» WHAT TO DO
1) According to the NPU datasheet below, how many processors can one tightly coupled cluster hold?
2) Say whether each statement agrees with the NPU datasheet below. For each one, answer yes or no and quote the deciding words. (a) Int-16 precision is meant for HDR image enhancements and audio tasks. (b) Compression cuts system memory bandwidth by up to 5x. (c) Layers the MAC engine does not support are run by the Programmable Layer Engines.
3) Reproduce the passage of the NPU datasheet below from "- Outstanding Performance" up to and including "through programmable engines.".

» DOCUMENT SEGMENT
****************************************

# Arm Machine Learning Processor NPU Datasheet

# AT A GLANCE

Based on a new, class-leading architecture, the Arm Machine Learning (ML) processor's optimized design enables new features, enhances user experience and delivers innovative applications for a wide array of market segments including mobile, IoT, embedded, automotive, and infrastructure. It provides a massive uplift in efficiency compared to CPUs, GPUs and DSPs through efficient convolution, sparsity and compression.



#### **KEY FEATURES & BENEFITS**

- Outstanding Performance
   Delivers 4 TOP/s of performance,
   scaling to hundreds of TOPS in
   multicore deployments.
- Highly Efficient

Achieving 5 TOPs/W through internally distributed SRAM storing data close to the compute elements to save power and reduce DRAM access.

 Optimized Design
 An innovative architecture drives high MAC utilization, improving convolutional efficiency.

#### + Futureproof

Supports future innovation in network architecture and algorithms through programmable engines.

# Industry-leading Inference Performance and Efficiency at the Edge

# What's New?

#### + Network Support

Flexible design supports a variety of popular neural networks, including CNNs and RNNs, for classification, object detection, image enhancements, speech recognition and natural language understanding.

## + Futureproof Operator Coverage

MAC engine processes convolution, deconvolution, depthwise separable, vector product and stride modes, plus efficient decomposition of arbitrarily sized kernels. Programable Layer Engines execute layers not supported by the MAC engine, supporting various primitives, activation functions and future operators.

# + Mixed Precision

Supports both Int-8 and Int-16: lower-precision Int-8 for classification and detection tasks; high-precision Int-16 for HDR image enhancements and audio tasks.

## + Compression and Winograd Convolution

MAC engines provide decompression, activation, Winograd transformation and scaling. Winograd accelerates common filters by 225% compared to other NPUs, allowing actual performance to far exceed architectural performance.

#### + Multicore

Supports up to eight processors in a tightly coupled cluster – able to process multiple networks in parallel – or a single, large network split across cores. Larger configurations are supported through Arm CoreLink mesh technology.

## + Weight and Feature Map Compression

Minimizes system memory bandwidth by 1.5-3x through a variety of compression technologies, targeting both weight and activation feature maps.

#### + Security

Supports TrustZone system security with configurable secure queues for multiple users, flexible processing in the TEE or SEE for secure cases like biometric payment, protecting content for high-value media streams.

## + System Integration (SMMU)

ACE-Lite master port and optional SMMU (System Memory Management Unit ) integration allows for support and protection of memory and easy handling of multiple users.

****************************************

» DATA EXCERPT
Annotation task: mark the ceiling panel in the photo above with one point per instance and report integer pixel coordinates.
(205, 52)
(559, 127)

****************************************

» TASK ANSWERS
1) Up to eight processors.

2)
(a) Yes: "high-precision Int-16 for HDR image enhancements and audio tasks"
(b) No: "Minimizes system memory bandwidth by 1.5-3x"
(c) Yes: "Programable Layer Engines execute layers not supported by the MAC engine"

3)
- Outstanding Performance
   Delivers 4 TOP/s of performance,
   scaling to hundreds of TOPS in
   multicore deployments.
- Highly Efficient

Achieving 5 TOPs/W through internally distributed SRAM storing data close to the compute elements to save power and reduce DRAM access.

 Optimized Design
 An innovative architecture drives high MAC utilization, improving convolutional efficiency.

#### + Futureproof

Supports future innovation in network architecture and algorithms through programmable engines.